# [What the task requires]
Repeat the data below word for word, beginning at the line that contains "of the blue" and stopping after the line that contains "of the building".

-=-=-

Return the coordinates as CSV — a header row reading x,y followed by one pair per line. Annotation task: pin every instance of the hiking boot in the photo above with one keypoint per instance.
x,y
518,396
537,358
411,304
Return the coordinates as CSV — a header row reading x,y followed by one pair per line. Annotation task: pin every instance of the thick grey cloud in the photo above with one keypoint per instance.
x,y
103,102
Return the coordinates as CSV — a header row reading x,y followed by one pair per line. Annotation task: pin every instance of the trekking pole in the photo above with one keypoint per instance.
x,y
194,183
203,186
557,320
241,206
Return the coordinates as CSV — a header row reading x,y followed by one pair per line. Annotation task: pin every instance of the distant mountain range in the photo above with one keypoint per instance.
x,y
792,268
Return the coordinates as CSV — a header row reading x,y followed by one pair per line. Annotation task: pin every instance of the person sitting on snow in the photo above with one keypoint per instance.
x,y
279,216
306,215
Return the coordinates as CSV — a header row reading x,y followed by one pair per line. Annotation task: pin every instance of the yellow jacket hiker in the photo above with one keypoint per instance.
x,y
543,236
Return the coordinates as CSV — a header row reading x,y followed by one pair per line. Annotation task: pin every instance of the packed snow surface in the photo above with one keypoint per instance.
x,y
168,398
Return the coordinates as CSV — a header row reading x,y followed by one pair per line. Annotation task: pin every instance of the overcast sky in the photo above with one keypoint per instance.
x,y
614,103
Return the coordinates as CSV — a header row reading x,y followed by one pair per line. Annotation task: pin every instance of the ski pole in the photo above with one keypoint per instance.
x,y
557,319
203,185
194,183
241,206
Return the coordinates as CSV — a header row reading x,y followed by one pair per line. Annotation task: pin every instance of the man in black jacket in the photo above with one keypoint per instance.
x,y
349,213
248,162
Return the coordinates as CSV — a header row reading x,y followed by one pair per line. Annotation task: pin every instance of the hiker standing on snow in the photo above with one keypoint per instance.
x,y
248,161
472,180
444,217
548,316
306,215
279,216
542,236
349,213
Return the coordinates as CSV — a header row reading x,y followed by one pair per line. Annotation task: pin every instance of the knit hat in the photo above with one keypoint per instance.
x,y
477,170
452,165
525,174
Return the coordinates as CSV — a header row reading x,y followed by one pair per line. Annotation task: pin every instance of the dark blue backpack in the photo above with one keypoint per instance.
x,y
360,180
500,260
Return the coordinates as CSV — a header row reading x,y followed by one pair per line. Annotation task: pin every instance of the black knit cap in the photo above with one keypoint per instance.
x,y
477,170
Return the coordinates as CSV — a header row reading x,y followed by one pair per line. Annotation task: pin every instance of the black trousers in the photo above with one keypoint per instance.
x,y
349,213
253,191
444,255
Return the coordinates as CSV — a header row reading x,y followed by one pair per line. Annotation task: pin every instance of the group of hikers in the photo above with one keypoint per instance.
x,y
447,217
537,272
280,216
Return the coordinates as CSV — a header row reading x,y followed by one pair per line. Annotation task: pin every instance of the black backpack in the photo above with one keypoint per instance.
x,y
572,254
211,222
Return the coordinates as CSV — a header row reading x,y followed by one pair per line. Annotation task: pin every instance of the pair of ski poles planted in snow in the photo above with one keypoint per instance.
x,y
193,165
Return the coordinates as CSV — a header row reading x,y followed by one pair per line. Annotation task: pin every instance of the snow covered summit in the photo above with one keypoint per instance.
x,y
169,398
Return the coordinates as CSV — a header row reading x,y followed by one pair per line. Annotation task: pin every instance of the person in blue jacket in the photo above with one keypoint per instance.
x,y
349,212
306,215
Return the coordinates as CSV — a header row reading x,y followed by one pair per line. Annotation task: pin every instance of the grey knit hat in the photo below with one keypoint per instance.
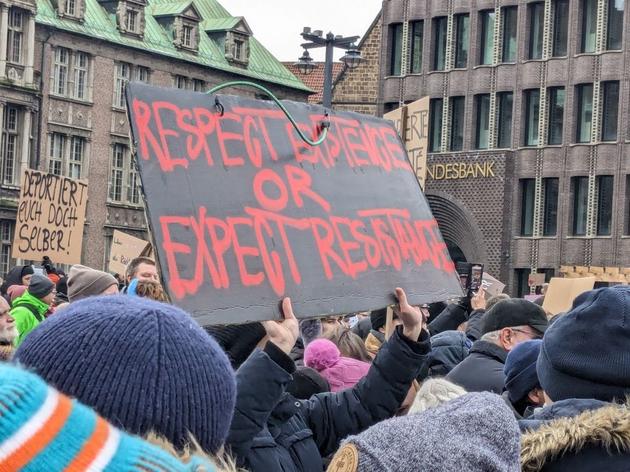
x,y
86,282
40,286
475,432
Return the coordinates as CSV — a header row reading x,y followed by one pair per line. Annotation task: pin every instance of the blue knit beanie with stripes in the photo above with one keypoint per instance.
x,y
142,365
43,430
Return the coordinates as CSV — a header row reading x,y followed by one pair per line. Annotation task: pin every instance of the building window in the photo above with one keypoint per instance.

-=-=-

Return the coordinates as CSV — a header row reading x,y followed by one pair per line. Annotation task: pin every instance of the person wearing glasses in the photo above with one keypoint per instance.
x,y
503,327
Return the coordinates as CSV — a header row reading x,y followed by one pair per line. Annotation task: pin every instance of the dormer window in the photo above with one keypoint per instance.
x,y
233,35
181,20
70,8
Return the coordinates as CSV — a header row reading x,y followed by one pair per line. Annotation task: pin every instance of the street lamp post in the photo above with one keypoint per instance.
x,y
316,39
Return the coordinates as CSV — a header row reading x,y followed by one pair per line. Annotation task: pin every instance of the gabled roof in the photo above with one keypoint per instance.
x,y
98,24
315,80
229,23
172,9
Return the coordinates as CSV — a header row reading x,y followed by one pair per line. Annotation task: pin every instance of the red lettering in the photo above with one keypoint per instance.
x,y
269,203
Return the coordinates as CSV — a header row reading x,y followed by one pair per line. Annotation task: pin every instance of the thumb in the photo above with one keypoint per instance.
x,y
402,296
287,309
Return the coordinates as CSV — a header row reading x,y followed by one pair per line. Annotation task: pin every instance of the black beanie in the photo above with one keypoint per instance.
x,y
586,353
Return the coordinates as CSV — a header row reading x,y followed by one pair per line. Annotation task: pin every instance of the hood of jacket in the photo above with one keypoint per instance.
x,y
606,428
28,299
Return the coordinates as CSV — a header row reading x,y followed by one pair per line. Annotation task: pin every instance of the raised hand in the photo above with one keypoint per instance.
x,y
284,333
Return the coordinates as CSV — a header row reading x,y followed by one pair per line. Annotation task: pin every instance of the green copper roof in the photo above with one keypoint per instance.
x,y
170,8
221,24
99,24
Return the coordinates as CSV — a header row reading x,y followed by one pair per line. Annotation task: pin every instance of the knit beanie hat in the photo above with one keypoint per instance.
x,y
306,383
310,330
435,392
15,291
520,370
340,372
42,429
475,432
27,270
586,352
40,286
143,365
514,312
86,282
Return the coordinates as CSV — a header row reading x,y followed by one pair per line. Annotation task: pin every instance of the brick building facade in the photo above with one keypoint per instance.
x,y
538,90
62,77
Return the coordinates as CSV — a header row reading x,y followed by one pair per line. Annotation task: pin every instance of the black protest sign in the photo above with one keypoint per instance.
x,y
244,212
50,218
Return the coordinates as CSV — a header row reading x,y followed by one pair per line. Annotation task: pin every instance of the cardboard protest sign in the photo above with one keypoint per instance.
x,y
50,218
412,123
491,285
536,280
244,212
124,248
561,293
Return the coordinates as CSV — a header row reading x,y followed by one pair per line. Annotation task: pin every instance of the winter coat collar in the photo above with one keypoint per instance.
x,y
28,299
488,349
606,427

-=-=-

# [Exercise answer]
Return the coordinates as CSV — a header row reading x,y followed by one pair per line. Annotation task: pin every instance of the blue knit beanie with stripes in the photo above with one keypoint per instance.
x,y
142,365
43,430
Return the coordinates as CSV — a header row reading x,y followed by one pair per line. Annotation task: pin every instance of the building window in the photo above with one keypoint per instance.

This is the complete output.